Task directions » Can you rewrite the items below with "dark rock" replaced by "black stone" everywhere and nothing else changed?

Stored records »
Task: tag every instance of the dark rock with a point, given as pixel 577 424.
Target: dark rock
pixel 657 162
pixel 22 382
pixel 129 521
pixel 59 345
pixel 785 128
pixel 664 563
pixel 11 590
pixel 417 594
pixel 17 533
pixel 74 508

Solution »
Task: tag every instance of the black stone with a point, given as pixel 577 424.
Target: black stone
pixel 657 162
pixel 22 382
pixel 129 521
pixel 59 345
pixel 785 128
pixel 664 563
pixel 11 590
pixel 417 594
pixel 17 533
pixel 74 508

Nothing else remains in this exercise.